> _PROBLEM TO WORK ON_:
The data must be written out once more, precisely as given.

(Records from a data collection)
·····
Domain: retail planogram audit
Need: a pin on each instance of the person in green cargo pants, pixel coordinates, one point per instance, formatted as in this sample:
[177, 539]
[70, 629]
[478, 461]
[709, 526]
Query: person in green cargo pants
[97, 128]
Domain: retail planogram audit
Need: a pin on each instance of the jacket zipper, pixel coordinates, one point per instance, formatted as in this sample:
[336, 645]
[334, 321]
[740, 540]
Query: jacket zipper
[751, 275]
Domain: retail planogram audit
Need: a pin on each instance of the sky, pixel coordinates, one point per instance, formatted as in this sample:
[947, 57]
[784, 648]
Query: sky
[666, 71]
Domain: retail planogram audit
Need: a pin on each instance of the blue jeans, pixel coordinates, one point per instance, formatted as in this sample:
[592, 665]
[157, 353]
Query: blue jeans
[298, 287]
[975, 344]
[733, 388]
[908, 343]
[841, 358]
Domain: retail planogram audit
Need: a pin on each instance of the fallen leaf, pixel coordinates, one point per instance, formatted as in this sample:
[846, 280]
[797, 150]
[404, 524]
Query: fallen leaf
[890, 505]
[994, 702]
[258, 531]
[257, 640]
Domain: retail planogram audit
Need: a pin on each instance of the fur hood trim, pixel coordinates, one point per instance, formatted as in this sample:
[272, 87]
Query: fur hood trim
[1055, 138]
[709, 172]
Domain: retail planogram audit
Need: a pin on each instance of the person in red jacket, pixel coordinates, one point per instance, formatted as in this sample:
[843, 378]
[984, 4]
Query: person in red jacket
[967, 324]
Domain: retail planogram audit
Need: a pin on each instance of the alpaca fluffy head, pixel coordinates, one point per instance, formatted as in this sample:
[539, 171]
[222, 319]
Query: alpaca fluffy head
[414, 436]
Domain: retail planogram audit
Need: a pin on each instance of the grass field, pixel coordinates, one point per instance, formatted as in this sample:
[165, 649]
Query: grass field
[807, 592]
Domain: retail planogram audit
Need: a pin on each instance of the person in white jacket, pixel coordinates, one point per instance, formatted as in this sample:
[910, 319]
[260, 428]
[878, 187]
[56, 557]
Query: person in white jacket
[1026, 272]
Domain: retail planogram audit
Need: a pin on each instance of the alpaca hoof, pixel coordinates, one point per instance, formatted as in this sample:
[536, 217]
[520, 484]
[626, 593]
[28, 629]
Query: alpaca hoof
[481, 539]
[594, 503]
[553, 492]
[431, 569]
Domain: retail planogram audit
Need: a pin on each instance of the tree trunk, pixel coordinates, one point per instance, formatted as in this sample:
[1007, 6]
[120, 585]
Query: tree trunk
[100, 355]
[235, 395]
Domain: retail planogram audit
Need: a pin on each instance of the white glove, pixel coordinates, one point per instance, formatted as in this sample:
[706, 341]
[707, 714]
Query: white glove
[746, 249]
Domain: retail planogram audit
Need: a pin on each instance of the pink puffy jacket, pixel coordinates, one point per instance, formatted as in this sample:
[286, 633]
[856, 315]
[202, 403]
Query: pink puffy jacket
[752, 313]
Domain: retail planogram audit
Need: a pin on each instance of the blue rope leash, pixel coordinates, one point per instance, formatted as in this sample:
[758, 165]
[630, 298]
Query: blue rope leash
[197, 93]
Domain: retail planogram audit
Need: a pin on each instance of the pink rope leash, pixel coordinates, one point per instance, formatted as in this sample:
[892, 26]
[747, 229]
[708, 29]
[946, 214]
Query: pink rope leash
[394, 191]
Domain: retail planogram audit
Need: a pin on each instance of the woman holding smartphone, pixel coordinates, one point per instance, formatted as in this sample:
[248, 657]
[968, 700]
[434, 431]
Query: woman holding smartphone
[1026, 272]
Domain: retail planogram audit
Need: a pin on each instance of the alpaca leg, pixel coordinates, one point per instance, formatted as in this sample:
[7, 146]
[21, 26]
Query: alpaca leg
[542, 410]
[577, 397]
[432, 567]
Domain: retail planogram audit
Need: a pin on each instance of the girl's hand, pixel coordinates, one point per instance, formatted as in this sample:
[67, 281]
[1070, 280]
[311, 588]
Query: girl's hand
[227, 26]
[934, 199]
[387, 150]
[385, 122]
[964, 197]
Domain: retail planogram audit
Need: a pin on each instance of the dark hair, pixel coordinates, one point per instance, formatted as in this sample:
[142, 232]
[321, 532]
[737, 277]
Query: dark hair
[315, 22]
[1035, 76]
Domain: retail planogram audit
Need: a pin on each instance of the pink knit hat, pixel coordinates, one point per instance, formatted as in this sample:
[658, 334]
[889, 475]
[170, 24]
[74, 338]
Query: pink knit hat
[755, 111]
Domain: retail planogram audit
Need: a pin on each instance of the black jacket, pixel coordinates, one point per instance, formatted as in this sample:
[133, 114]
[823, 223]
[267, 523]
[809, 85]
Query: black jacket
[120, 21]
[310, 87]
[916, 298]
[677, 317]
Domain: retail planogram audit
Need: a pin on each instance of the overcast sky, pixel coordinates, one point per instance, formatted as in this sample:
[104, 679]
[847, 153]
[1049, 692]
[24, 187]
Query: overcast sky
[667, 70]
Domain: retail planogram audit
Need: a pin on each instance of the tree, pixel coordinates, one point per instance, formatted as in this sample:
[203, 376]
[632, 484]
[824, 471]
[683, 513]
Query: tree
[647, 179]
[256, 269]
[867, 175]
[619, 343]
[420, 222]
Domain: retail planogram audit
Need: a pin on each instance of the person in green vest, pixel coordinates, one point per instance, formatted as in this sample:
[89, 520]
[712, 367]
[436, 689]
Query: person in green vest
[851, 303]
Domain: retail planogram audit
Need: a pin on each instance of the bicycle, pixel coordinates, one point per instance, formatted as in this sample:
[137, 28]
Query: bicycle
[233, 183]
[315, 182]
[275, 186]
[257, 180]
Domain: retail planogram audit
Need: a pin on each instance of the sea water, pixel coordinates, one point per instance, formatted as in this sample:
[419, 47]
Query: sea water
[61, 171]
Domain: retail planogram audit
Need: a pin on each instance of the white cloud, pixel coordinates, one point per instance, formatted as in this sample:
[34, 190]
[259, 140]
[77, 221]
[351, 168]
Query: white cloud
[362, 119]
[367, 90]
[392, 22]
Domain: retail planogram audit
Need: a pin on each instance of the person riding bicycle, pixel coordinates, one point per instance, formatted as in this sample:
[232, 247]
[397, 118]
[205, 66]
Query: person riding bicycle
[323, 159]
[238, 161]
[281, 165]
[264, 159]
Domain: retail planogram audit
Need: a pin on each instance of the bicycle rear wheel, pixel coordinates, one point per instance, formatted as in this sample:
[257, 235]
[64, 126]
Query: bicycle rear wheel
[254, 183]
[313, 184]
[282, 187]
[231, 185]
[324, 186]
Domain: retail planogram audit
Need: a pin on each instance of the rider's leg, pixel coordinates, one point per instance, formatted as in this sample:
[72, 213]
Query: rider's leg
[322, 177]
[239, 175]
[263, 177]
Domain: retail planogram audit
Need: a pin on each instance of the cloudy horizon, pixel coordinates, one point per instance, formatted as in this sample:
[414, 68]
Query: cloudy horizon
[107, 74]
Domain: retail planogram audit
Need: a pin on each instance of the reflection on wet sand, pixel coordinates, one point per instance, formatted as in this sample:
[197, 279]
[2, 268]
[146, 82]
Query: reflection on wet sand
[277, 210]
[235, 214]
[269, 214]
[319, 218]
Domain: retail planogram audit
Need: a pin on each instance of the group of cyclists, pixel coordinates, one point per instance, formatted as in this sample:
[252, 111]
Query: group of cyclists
·····
> _EXERCISE ANSWER_:
Domain: retail planogram audit
Need: a pin on each instance of the person in green cargo pants, pixel coordinates, one point per instance, formatted as in this sample:
[177, 539]
[70, 629]
[478, 461]
[709, 526]
Query: person in green cargo pants
[97, 128]
Domain: retail planogram audit
Need: a pin on each instance of the jacket zipper, pixel coordinates, one point per instance, formatted as in this sample:
[336, 645]
[334, 321]
[740, 540]
Query: jacket zipper
[751, 275]
Domain: retail planogram audit
Need: a pin on each instance of the sky, pixel coordinates, one point per instance, formatted as in this sample:
[947, 57]
[784, 648]
Query: sky
[666, 71]
Domain: retail planogram audit
Need: a pin on each instance of the blue jeans, pixel coordinates, one point per instance, formatted as in this sample:
[592, 665]
[157, 353]
Query: blue jeans
[298, 287]
[975, 344]
[733, 388]
[908, 343]
[841, 358]
Domain: retail planogram audit
Need: a pin on each instance of the fallen leaf, pixel coordinates, one point per instance, formatted as in this sample:
[846, 280]
[797, 150]
[404, 524]
Query: fallen leaf
[890, 505]
[994, 702]
[258, 531]
[257, 640]
Domain: retail planogram audit
Need: a pin on each instance of the fur hood trim, pixel coordinates, one point per instance, formatted as in this sample:
[272, 87]
Query: fur hood trim
[1055, 138]
[709, 172]
Domain: retail planogram audit
Need: a pin on each instance of the person in red jacket, pixel coordinates, one point per instance, formatted as in this sample:
[843, 378]
[984, 4]
Query: person in red jacket
[967, 324]
Domain: retail planogram audit
Need: a pin on each instance of the alpaca fluffy head, pixel coordinates, one point per instance, formatted as in this sample:
[539, 171]
[222, 319]
Query: alpaca fluffy head
[414, 436]
Domain: retail planogram audit
Need: a pin on each instance of the grass field, pixel coordinates, one point per instance, formatted as in this sample:
[165, 649]
Query: grass field
[807, 592]
Domain: retail planogram audit
Need: a pin on each instance of the person in white jacket, pixel coordinates, one point per instance, formatted as in this sample:
[910, 319]
[260, 428]
[878, 187]
[56, 557]
Query: person in white jacket
[1026, 272]
Domain: retail planogram audit
Need: a pin on each instance of the alpaca hoof, pixel coordinates, one point per instance, formatted as in this sample:
[536, 217]
[520, 484]
[626, 593]
[28, 629]
Query: alpaca hoof
[481, 539]
[594, 503]
[553, 492]
[431, 569]
Domain: retail planogram audit
Need: a pin on each instance of the tree trunk, pixel coordinates, one point per instance, formatted as in this sample:
[1007, 6]
[120, 585]
Query: tree trunk
[100, 355]
[235, 395]
Domain: retail planogram audit
Need: a pin on each instance of the white glove, pixel coordinates, one point per instance, formatted as in this sample:
[706, 341]
[707, 714]
Query: white glove
[746, 249]
Domain: retail planogram audit
Need: a pin on each instance of the pink puffy jacket, pixel coordinates, one point per instance, formatted as in this sample:
[286, 633]
[856, 315]
[202, 403]
Query: pink puffy jacket
[752, 313]
Domain: retail planogram audit
Need: a pin on each instance of the blue rope leash, pixel coordinates, one point per instance, formatted as in this sample:
[758, 165]
[630, 298]
Query: blue rope leash
[197, 93]
Domain: retail planogram audit
Need: a pin on each instance of the pink rope leash, pixel coordinates, one point per instance, formatted as in this sample:
[892, 26]
[747, 229]
[708, 29]
[946, 214]
Query: pink rope leash
[394, 191]
Domain: retail planogram audit
Need: a pin on each instance of the woman holding smartphone, pixel coordinates, one point per instance, formatted as in this sample:
[248, 657]
[968, 700]
[434, 431]
Query: woman holding smartphone
[1026, 272]
Domain: retail planogram audit
Need: a pin on each instance of the alpaca leg, pixel coordinates, one point per instance, formatted as in this sample:
[7, 146]
[21, 26]
Query: alpaca leg
[542, 410]
[577, 397]
[432, 567]
Domain: retail planogram audit
Need: a pin on each instance of the girl's hand, pixel coordinates, one point per instance, formatted as in this sample:
[67, 281]
[1070, 280]
[311, 588]
Query: girl's hand
[227, 26]
[934, 199]
[387, 150]
[385, 122]
[964, 197]
Domain: retail planogram audit
Need: a pin on each instance of the dark hair, pixel coordinates, one point per instance, formatted as in this sample:
[142, 232]
[321, 532]
[737, 277]
Query: dark hair
[315, 22]
[1035, 76]
Domain: retail planogram audit
Need: a pin on each instance of the pink knit hat, pixel coordinates, one point per instance, formatted as in this sample:
[658, 334]
[889, 475]
[170, 24]
[74, 338]
Query: pink knit hat
[755, 111]
Domain: retail planogram audit
Need: a pin on each instance of the black jacket, pixel coordinates, one point per instance, formatted as in this sample:
[133, 114]
[823, 223]
[267, 523]
[809, 85]
Query: black jacket
[120, 21]
[310, 87]
[916, 298]
[677, 317]
Domain: retail planogram audit
Need: a pin on each instance of the overcast sky, pixel coordinates, one point per instance, formatted as in this sample:
[104, 679]
[847, 153]
[1049, 692]
[24, 187]
Query: overcast sky
[667, 70]
Domain: retail planogram audit
Need: a pin on each instance of the tree, pixel coordinates, one point per instance, formatted as in this sample:
[203, 376]
[632, 484]
[824, 471]
[683, 513]
Query: tree
[647, 179]
[256, 269]
[867, 175]
[619, 343]
[420, 222]
Domain: retail planogram audit
Need: a pin on each instance of the person in green vest, pixel coordinates, one point per instance, formatted as in this sample:
[89, 520]
[712, 367]
[436, 689]
Query: person in green vest
[851, 303]
Domain: retail planogram audit
Need: a pin on each instance of the bicycle, pixel coordinates, one point per instance, formatted as in this sample:
[137, 28]
Query: bicycle
[233, 183]
[315, 182]
[275, 186]
[257, 180]
Domain: retail planogram audit
Need: a pin on each instance of the sea water, pixel coordinates, one point per instance, formatted as in this sample:
[419, 47]
Query: sea water
[61, 171]
Domain: retail planogram audit
Need: a pin on each instance of the white cloud, pixel coordinates, one point per instance, formatted as in this sample:
[34, 190]
[259, 140]
[77, 221]
[351, 168]
Query: white cloud
[362, 119]
[367, 90]
[392, 22]
Domain: retail planogram audit
Need: a pin on each instance of the person riding bicycle, pixel coordinates, one point per instance, formatted as in this sample:
[232, 247]
[397, 118]
[205, 66]
Query: person riding bicycle
[323, 159]
[238, 161]
[281, 165]
[264, 159]
Domain: retail planogram audit
Need: a pin on each instance of the bicycle rear wheel, pixel coordinates, one point per instance, formatted as in this sample:
[257, 235]
[64, 126]
Query: bicycle rear wheel
[254, 183]
[313, 184]
[282, 187]
[231, 185]
[324, 186]
Domain: retail planogram audit
Need: a pin on each instance of the rider's leg, pixel coordinates, one point per instance, formatted as in this sample:
[72, 213]
Query: rider's leg
[322, 177]
[239, 175]
[263, 177]
Domain: retail planogram audit
Need: a pin on each instance of the cloudy horizon, pixel coordinates, one point per instance, formatted as in this sample:
[414, 68]
Query: cloudy horizon
[107, 74]
Domain: retail planogram audit
Need: a pin on each instance of the reflection on wet sand, pixel coordinates, one point per instance, formatted as in this sample:
[197, 279]
[2, 268]
[146, 82]
Query: reflection on wet sand
[277, 210]
[235, 214]
[269, 214]
[319, 218]
Domain: retail planogram audit
Need: a pin on each instance of the group of cyclists, pixel coordinates, one point per instance, formatted as in this sample:
[252, 111]
Query: group of cyclists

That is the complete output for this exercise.